## EXERCISE OBJECTIVE
Leaving out the pictures, write the following records exactly as they read.

------------------------------------------------------------------------

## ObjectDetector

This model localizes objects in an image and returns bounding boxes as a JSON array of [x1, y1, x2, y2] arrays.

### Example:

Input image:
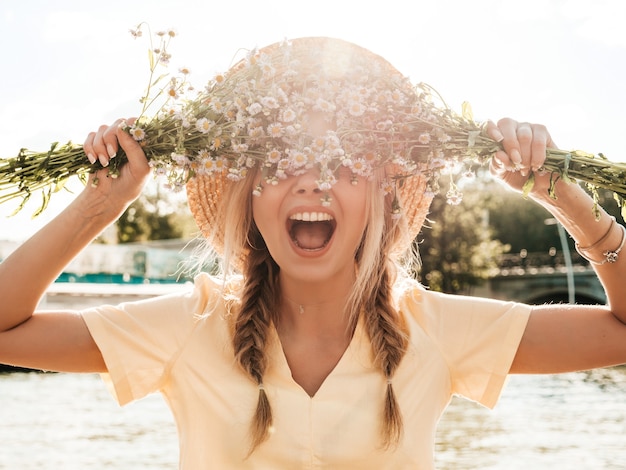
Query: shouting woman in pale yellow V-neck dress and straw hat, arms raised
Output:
[[0, 38, 626, 469]]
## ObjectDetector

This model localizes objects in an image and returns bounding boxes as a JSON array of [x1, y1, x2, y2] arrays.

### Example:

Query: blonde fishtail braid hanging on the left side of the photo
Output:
[[233, 230, 277, 453]]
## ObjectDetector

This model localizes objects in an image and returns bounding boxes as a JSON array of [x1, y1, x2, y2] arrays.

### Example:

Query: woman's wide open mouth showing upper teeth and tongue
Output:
[[287, 212, 337, 251]]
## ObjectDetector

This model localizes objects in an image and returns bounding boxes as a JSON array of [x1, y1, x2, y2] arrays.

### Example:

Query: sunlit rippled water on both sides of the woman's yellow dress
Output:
[[0, 368, 626, 470]]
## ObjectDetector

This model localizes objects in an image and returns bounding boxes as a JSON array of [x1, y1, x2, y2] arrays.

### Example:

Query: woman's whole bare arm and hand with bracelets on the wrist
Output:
[[490, 119, 626, 373]]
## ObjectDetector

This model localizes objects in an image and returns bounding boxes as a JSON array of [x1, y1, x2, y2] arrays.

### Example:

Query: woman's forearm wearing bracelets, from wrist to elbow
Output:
[[534, 183, 626, 323]]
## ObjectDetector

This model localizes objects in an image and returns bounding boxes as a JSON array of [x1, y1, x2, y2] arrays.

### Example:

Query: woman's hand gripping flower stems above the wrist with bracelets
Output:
[[487, 118, 557, 198]]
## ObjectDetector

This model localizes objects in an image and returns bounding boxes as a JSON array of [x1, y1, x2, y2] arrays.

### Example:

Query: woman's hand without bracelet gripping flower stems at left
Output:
[[83, 119, 150, 212]]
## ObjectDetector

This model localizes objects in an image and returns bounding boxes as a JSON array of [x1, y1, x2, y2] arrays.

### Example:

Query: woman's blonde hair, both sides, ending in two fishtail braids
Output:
[[206, 170, 411, 453]]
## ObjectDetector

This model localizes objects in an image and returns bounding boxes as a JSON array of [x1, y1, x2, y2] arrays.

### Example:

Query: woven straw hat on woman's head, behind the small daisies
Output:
[[187, 37, 434, 260]]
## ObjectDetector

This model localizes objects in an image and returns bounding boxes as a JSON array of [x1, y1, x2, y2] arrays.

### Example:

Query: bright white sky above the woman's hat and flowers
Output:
[[0, 0, 626, 241]]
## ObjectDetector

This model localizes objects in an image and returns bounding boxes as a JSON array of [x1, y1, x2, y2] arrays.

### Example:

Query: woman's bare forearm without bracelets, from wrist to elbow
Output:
[[0, 190, 123, 331]]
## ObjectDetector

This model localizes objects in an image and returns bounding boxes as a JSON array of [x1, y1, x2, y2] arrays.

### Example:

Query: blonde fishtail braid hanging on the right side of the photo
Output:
[[364, 255, 408, 448]]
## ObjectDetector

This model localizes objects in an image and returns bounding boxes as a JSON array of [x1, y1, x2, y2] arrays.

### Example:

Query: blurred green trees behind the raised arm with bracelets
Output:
[[418, 174, 623, 294]]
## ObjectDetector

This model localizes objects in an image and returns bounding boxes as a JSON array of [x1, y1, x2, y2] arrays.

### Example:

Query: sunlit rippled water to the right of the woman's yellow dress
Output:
[[436, 367, 626, 470]]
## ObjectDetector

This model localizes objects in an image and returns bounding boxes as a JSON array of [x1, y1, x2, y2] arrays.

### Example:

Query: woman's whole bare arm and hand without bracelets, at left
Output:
[[0, 120, 149, 371]]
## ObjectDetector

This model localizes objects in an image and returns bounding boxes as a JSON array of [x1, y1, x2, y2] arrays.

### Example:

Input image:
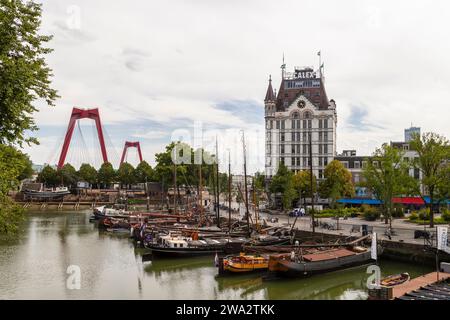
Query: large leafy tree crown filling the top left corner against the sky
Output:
[[0, 0, 58, 146]]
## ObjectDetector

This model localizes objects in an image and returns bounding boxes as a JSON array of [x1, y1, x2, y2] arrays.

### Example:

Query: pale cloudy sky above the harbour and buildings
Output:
[[22, 0, 450, 173]]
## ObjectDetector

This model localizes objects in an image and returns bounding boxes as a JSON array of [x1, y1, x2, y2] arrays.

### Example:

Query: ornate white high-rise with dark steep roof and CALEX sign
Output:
[[264, 67, 337, 179]]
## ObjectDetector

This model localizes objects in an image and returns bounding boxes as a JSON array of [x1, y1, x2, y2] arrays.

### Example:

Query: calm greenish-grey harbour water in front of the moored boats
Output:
[[0, 211, 430, 299]]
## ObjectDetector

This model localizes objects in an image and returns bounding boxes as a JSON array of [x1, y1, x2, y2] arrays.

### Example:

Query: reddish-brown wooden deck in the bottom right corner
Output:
[[392, 272, 450, 300]]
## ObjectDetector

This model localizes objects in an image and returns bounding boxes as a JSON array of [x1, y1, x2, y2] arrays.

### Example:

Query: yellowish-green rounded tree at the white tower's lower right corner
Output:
[[319, 160, 355, 207]]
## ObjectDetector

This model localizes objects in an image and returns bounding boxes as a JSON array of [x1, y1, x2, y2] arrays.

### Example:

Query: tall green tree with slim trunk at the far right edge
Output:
[[410, 132, 450, 227]]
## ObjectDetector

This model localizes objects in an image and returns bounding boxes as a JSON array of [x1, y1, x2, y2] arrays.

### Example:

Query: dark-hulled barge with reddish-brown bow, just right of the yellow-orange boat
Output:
[[269, 251, 372, 277]]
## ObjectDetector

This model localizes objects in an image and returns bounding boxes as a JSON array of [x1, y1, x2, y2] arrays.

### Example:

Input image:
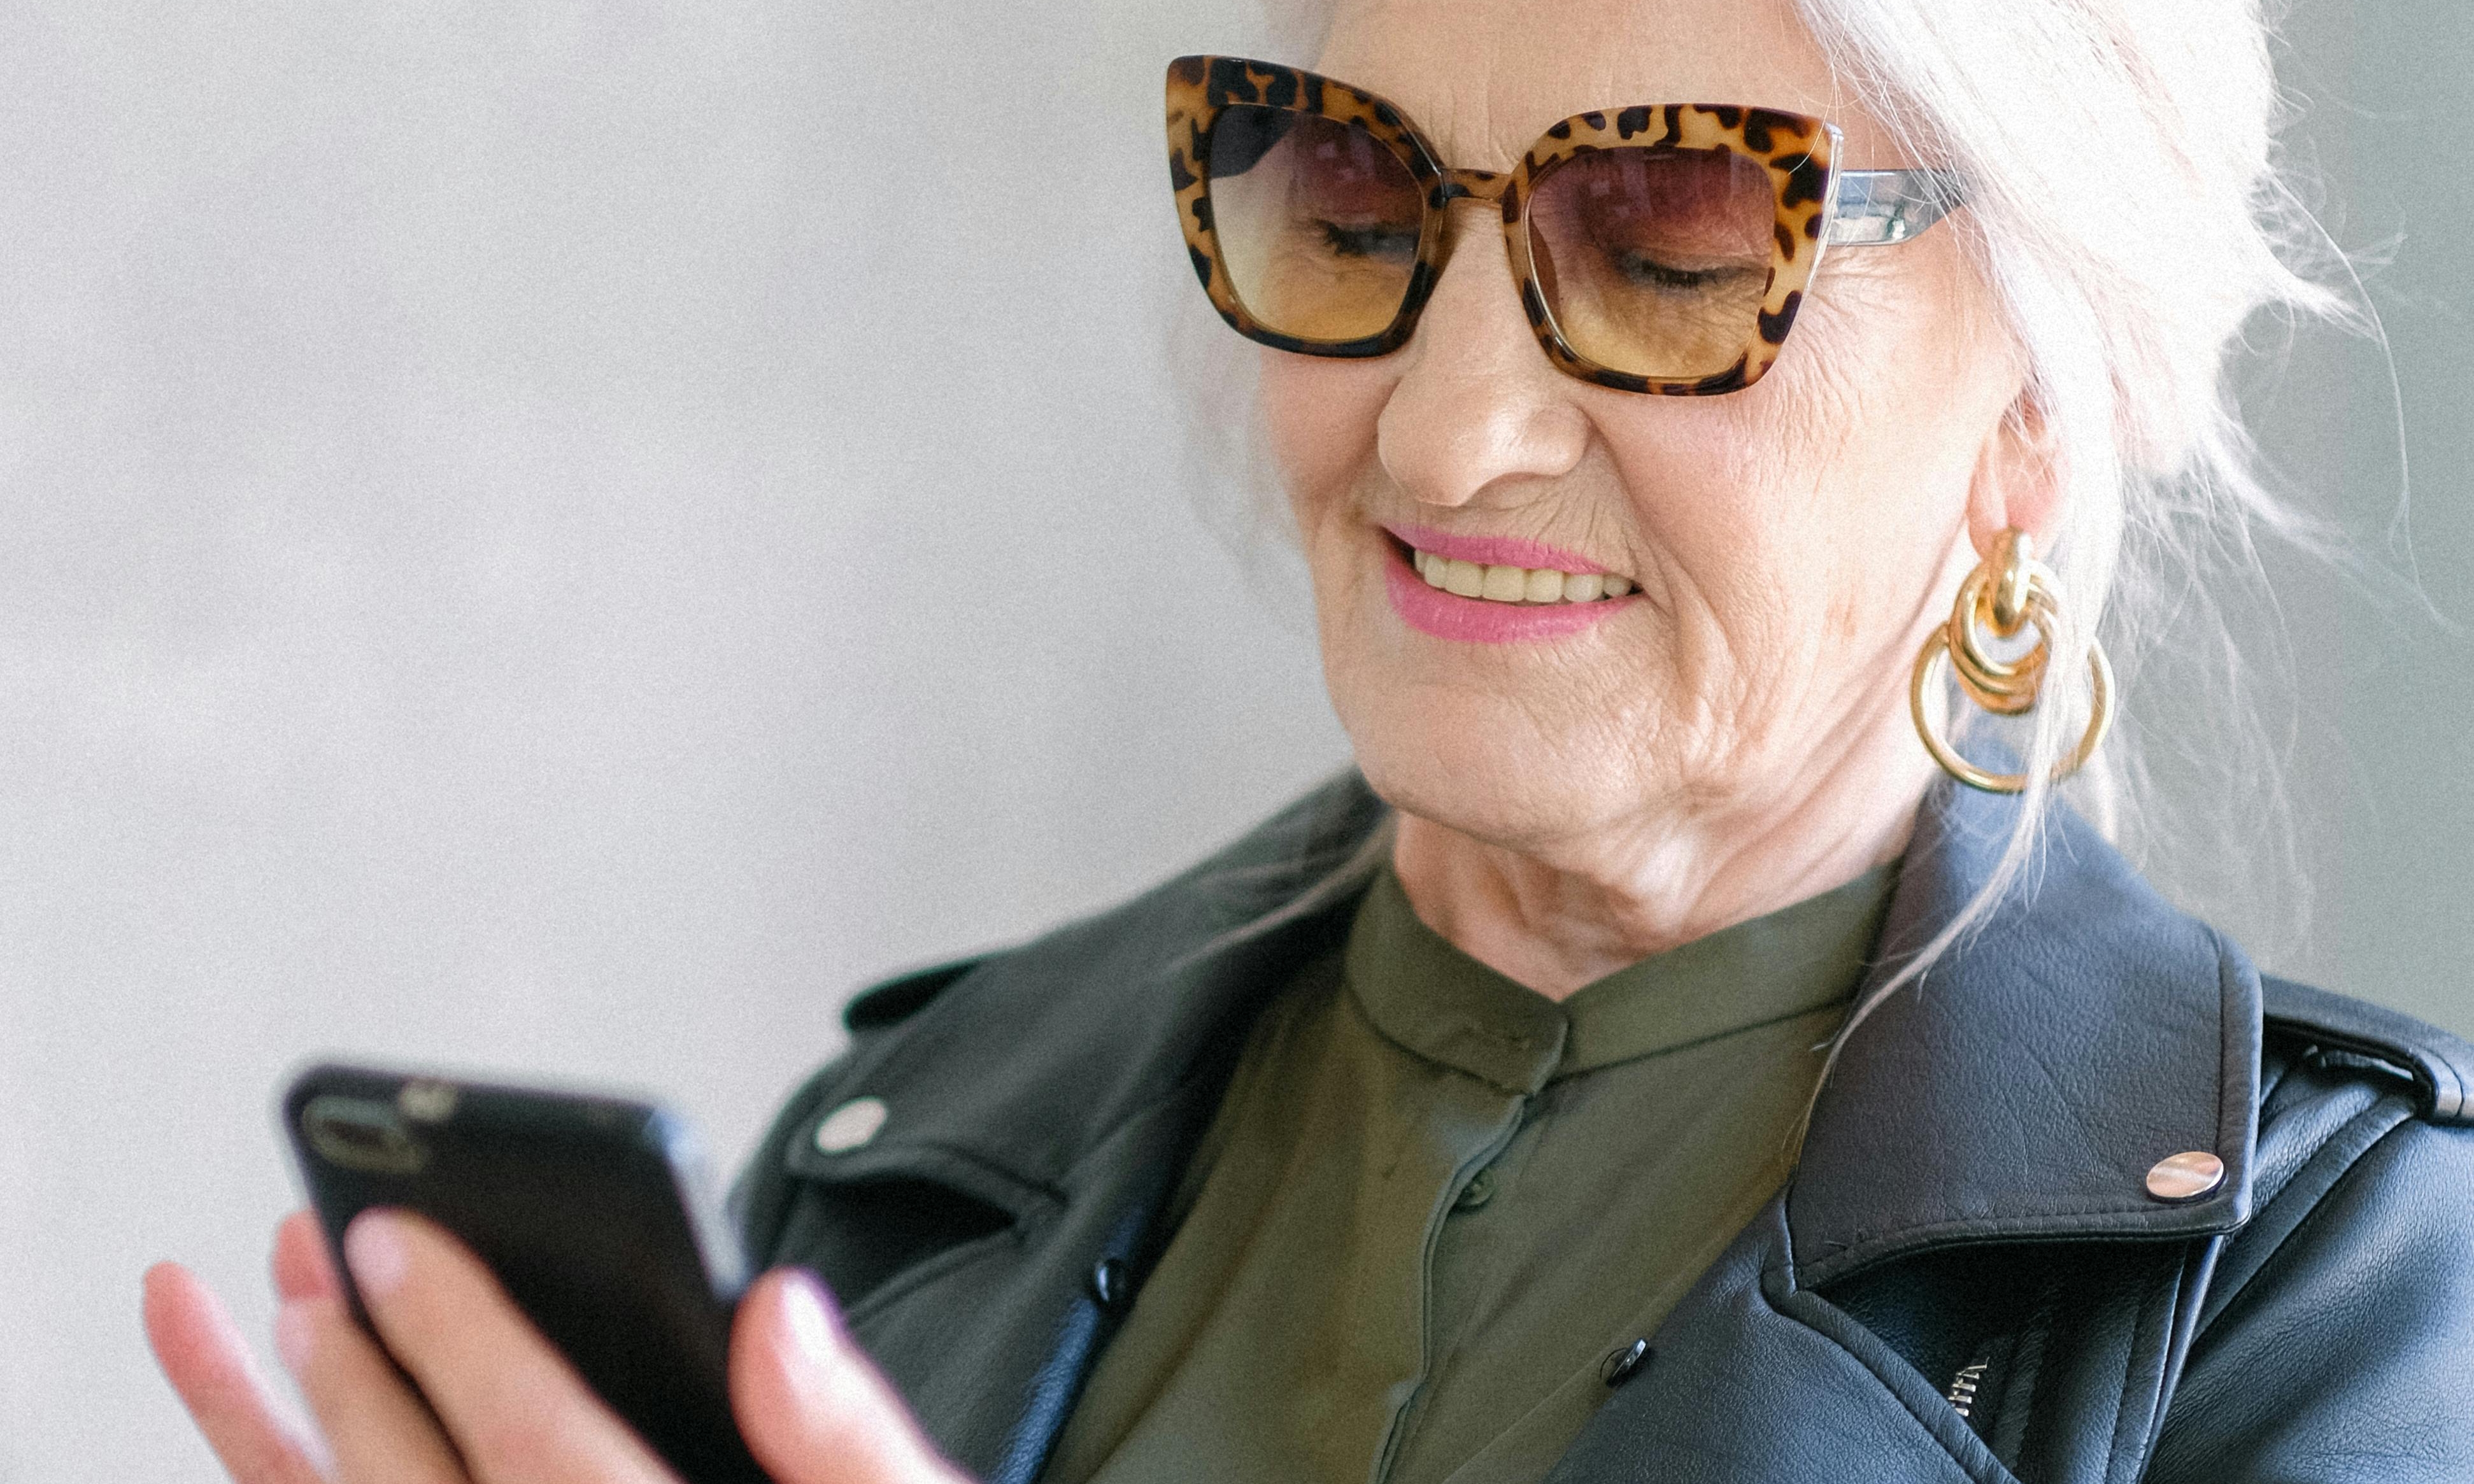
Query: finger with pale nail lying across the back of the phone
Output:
[[344, 1212, 676, 1484]]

------------------------------------------------------------------------

## SOLUTION TO THE PROBLEM
## ObjectDetector

This model localizes objects in an image and returns bounding boxes as a JSON array of [x1, y1, x2, y2] arrays.

### Example:

Input image:
Query: shouting woman in pale yellow V-neck dress and straw hat, arms raised
Output:
[[0, 38, 626, 469]]
## ObjectDetector

This model localizes objects in an image and returns bounding boxes as a JSON array of [x1, y1, x2, y2] arrays.

### Example:

Query: blonde fishtail braid hanging on the left side of the photo
Output:
[[233, 230, 277, 453]]
## ObjectDetector

This model localizes objects in an image and returns bounding boxes as a JSON array of [x1, y1, x2, y2] arrays.

### Example:

Query: woman's wide open mouth showing upper teeth and tongue
Output:
[[287, 212, 337, 251]]
## ObjectDetector

This model localizes objects in an image and returns bounding boxes as a JSON array of [x1, y1, x2, y2] arrays.

### Example:

Query: sunlit rippled water on both sides of the woman's yellow dress
Output:
[[0, 368, 626, 470]]
## ObjectDetector

This model localizes objects in an image and returns bounding boxes as a JSON array of [x1, y1, x2, y2] arrays.

### Example:

Query: woman's whole bare arm and hand with bracelets on the wrist
Output:
[[490, 119, 626, 373]]
## ObjectDetector

This model localizes objects in an image and returns bounding boxes as a JSON array of [x1, y1, x2, y2] arrays.

### Example:

Query: woman's forearm wearing bracelets, from wrist to elbow
Output:
[[534, 183, 626, 323]]
## ObjectDetector

This model localizes objects in an image and returns bounding boxes as a JSON array of [x1, y1, x2, y2] arrays.

### Example:

Query: woman's hand gripping flower stems above the wrist with bracelets
Output:
[[487, 118, 557, 198]]
## ObjectDetector

This model localizes objects in an image and returns bounding boxes as a JSON array of [x1, y1, x2, y2] arrays.

### Example:

Query: woman's hand without bracelet gripping flower stems at left
Output:
[[83, 119, 150, 212]]
## ObjectDetector

This model localizes objects in an image and returns bounding boxes as a JSON array of [x1, y1, x2, y2] arrays.

### Example:

Query: woman's blonde hair, both sides, ending in two fishtail braids
Output:
[[206, 170, 411, 453]]
## ObjectDetector

This model localizes objects in an image and returns bounding boxes as a JSON array of [x1, y1, x2, y2] arrays.

### Example:

Query: woven straw hat on woman's head, behind the small daisies
Output:
[[187, 37, 434, 260]]
## ObjectDetector

This model localizes objects in an image and returns bounding boxes as a JSON array of [x1, y1, x2, y2] arrays.

### Example:

Query: bright white sky above the woman's hat and flowers
Output:
[[0, 0, 626, 241]]
## ObjectDetector

This model localizes objects in an image and returns bounding boxes as a JSON array of [x1, y1, x2, y2] arrays.

### Example:

Query: woman's bare forearm without bracelets, from wrist to elbow
Output:
[[0, 190, 123, 331]]
## ObjectDetector

This model localizes objects in an image and returns bounding boxes as a JSON array of [x1, y1, x2, y2] arrays.

### Example:

Query: blonde fishtail braid hanging on the right side of the photo
Output:
[[364, 255, 408, 448]]
## ObjectDetector

This model localizes objects in an image and returns bounding boxes as a JSON array of [x1, y1, x2, y2] arrays.

### Example:

Query: blurred green trees behind the raised arm with bracelets
Output:
[[418, 174, 623, 294]]
## ObjectDetector

This model localizes objects in an image and returns bounding boxes as a JSON array of [x1, y1, x2, y2] arrays.

### Example:

Query: sunlit rippled water to the right of the woman's yellow dress
Output:
[[436, 367, 626, 470]]
## ObjectDetector

This model localizes objects in an image and returns bounding boxes as a JSON array of [x1, y1, x2, y2] arrays.

### Example:

Query: woman's whole bare arm and hand without bracelets, at left
Output:
[[0, 120, 149, 371]]
## ObjectDetector

This model localizes objects in an image and returns bounding boxes as a JSON array of [x1, y1, x2, y2] arrays.

### Example:

Input image:
Query: large leafy tree crown filling the top left corner against the sky
Output:
[[0, 0, 58, 146]]
## ObjectDetector

This model localizes objects in an image and returns bounding boxes as a JSON array of [x1, y1, x2, y2] arrays.

### Example:

Query: pale cloudy sky above the harbour and buildings
Output:
[[22, 0, 450, 173]]
## ObjectDetector

This model localizes objects in an image and returns bounding boxes as a JSON array of [x1, y1, x2, y2] arrays.

### Example:

Query: ornate white high-rise with dark steep roof and CALEX sign
Output:
[[264, 67, 337, 179]]
## ObjectDetector

This model localizes objects in an image and returns bounding boxes as a JSON array of [x1, y1, x2, y2] arrays.

### Example:

Query: calm greenish-grey harbour water in front of the moored boats
Output:
[[0, 211, 430, 299]]
## ObjectDetector

This model localizes objects in an image and returns bounding boxes as a JSON array of [x1, y1, x2, y2] arrays.

### Example:

Query: reddish-brown wooden deck in the bottom right corner
Output:
[[392, 272, 450, 300]]
## ObjectDetector

This model localizes objects in an image and returns bounding boxes as a JSON array of [x1, y1, x2, y2] arrays.

### Example:

Query: yellowish-green rounded tree at the white tower's lower right corner
Output:
[[319, 160, 355, 207]]
## ObjectDetector

This model localizes objects in an image and returns bounding boxes as a JSON array of [x1, y1, x2, y2] arrays.

### Example:

Query: tall green tree with slim trunk at the far right edge
Output:
[[410, 132, 450, 227]]
## ObjectDetector

This model localizes objects in an image and returns bounding boxes as a JSON array of [x1, y1, x2, y2] arrays.

### Example:

Query: dark-hulled barge with reddish-brown bow, just right of the yellow-orange boat
Output:
[[269, 251, 372, 277]]
## ObjectDetector

This model localizes objects in an image and returns bounding boxes as a JSON array of [x1, y1, x2, y2] arrays.

### Example:

Input image:
Query: finger with pale nail lying across the back of the phone
Output:
[[344, 1212, 676, 1484]]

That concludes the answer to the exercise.